Output every line below exactly, please, omitting pictures.

**Exercise data**

★ ★ ★ ★ ★ ★ ★

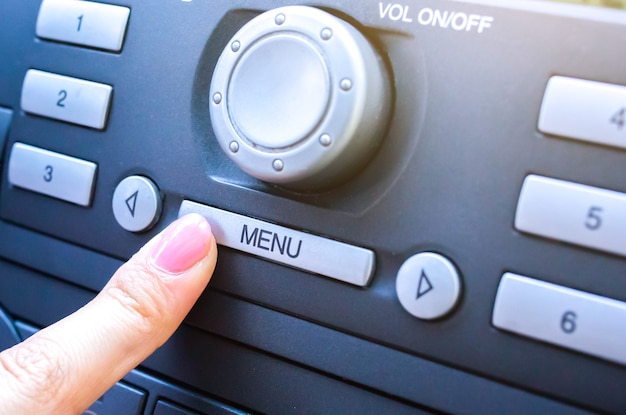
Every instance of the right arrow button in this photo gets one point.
(428, 286)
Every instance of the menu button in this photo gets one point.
(286, 246)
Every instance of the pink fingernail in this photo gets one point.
(184, 243)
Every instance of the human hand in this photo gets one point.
(135, 313)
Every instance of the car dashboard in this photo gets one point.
(419, 206)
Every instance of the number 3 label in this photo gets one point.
(568, 322)
(48, 175)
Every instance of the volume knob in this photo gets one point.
(299, 98)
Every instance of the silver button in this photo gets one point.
(574, 213)
(428, 286)
(83, 23)
(136, 203)
(288, 77)
(333, 259)
(53, 174)
(66, 99)
(570, 318)
(584, 110)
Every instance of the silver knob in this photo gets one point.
(299, 98)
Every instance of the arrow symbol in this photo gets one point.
(424, 286)
(131, 203)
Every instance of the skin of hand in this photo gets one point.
(67, 366)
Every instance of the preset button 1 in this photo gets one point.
(83, 23)
(301, 250)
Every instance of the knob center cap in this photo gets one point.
(279, 91)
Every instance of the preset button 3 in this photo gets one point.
(53, 174)
(304, 251)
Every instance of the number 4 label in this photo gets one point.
(619, 118)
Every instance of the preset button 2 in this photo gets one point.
(67, 99)
(301, 250)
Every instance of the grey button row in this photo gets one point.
(286, 246)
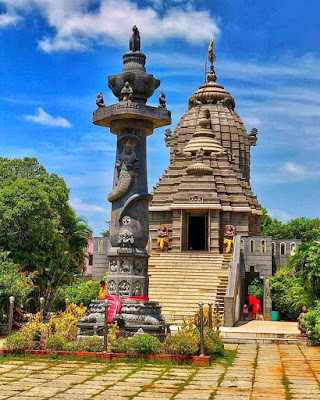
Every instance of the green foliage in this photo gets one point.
(16, 341)
(256, 288)
(213, 345)
(32, 335)
(65, 324)
(142, 344)
(38, 226)
(56, 342)
(306, 265)
(78, 292)
(61, 330)
(106, 232)
(312, 325)
(12, 283)
(289, 293)
(302, 228)
(183, 342)
(91, 343)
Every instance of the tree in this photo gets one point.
(12, 283)
(38, 226)
(306, 264)
(306, 229)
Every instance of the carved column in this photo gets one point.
(132, 121)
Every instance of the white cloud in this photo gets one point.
(251, 121)
(280, 215)
(294, 169)
(78, 23)
(81, 206)
(8, 19)
(43, 118)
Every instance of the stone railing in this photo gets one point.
(232, 297)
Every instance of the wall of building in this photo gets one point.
(257, 255)
(282, 250)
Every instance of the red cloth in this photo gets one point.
(116, 304)
(255, 303)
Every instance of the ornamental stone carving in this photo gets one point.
(124, 289)
(112, 289)
(196, 199)
(100, 102)
(125, 238)
(137, 289)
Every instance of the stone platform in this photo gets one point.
(257, 372)
(262, 331)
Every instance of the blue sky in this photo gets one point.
(56, 55)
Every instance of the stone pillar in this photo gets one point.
(132, 121)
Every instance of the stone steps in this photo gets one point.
(180, 280)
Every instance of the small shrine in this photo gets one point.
(207, 184)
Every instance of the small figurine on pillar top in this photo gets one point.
(229, 234)
(163, 238)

★ ★ ★ ★ ★ ★ ★

**Task response**
Every instance of the right arrow button in this photo gets one point.
(428, 286)
Every instance of the menu button in this photo gets one point.
(286, 246)
Every instance of the pink fingernail in this photo gets one point.
(184, 243)
Every instance of the human hand in this photo gets one point.
(135, 313)
Every instance of the car dashboard in this photo gets one point.
(419, 206)
Every instance of the number 3 label in this photo gets one point.
(568, 322)
(48, 175)
Every instance of the volume knob in this photo gets one point.
(299, 98)
Every instance of the silver button in this photo gets one point.
(574, 213)
(428, 286)
(83, 23)
(136, 203)
(288, 77)
(333, 259)
(53, 174)
(66, 99)
(570, 318)
(584, 110)
Every instance of the silver knob in this photo gets one point.
(299, 98)
Every instance of the arrow symbol in this photo gets one point.
(424, 286)
(131, 203)
Every instance of the skin of hand in this photo gets one point.
(67, 366)
Every instance of the preset button 1 in this photo gets one point.
(83, 23)
(301, 250)
Every instance of the knob center cap in this photo gets one point.
(279, 91)
Every instance of the preset button 3 in this photo gets one point.
(53, 174)
(304, 251)
Every instance of the number 4 label in this photo gets one point.
(619, 118)
Every instance of the preset button 2 in this photo gets one point.
(67, 99)
(301, 250)
Every instance of the grey button row in this photo gets one point.
(286, 246)
Every instance of the green foliage in this photo gets one point.
(16, 341)
(256, 288)
(213, 345)
(32, 335)
(65, 324)
(142, 344)
(38, 226)
(56, 342)
(306, 265)
(78, 292)
(61, 330)
(106, 232)
(312, 325)
(12, 283)
(289, 293)
(302, 228)
(183, 342)
(91, 343)
Every instance of the tree in this photo gets one point.
(12, 283)
(38, 226)
(306, 264)
(306, 229)
Every instance of the carved column in this photo gets one point.
(132, 121)
Every instance of the white cloud in this photo gets one point.
(251, 121)
(280, 215)
(294, 169)
(78, 23)
(81, 206)
(8, 19)
(43, 118)
Every instance of the stone railing in this photo gets one point.
(232, 297)
Every instance of the wall of building in this photo gets one point.
(257, 255)
(282, 250)
Every instance of the red cloth in this photo gets one point.
(116, 304)
(255, 303)
Every instance of the ornamental stone carving in this photo gets one point.
(124, 289)
(112, 289)
(196, 199)
(100, 102)
(125, 238)
(137, 289)
Every instance of the stone platform in this photo gets one point.
(257, 372)
(262, 331)
Every instance of the blue sky in this photo gets one point.
(56, 55)
Every instance of the stone pillar in this photo gets one point.
(132, 121)
Every instance of the stone steps in this photo gets one point.
(180, 280)
Every instance of the small shrine in this photo gets one point.
(207, 184)
Every instance of the small figurine on pillar top in this photo gets one point.
(229, 234)
(163, 238)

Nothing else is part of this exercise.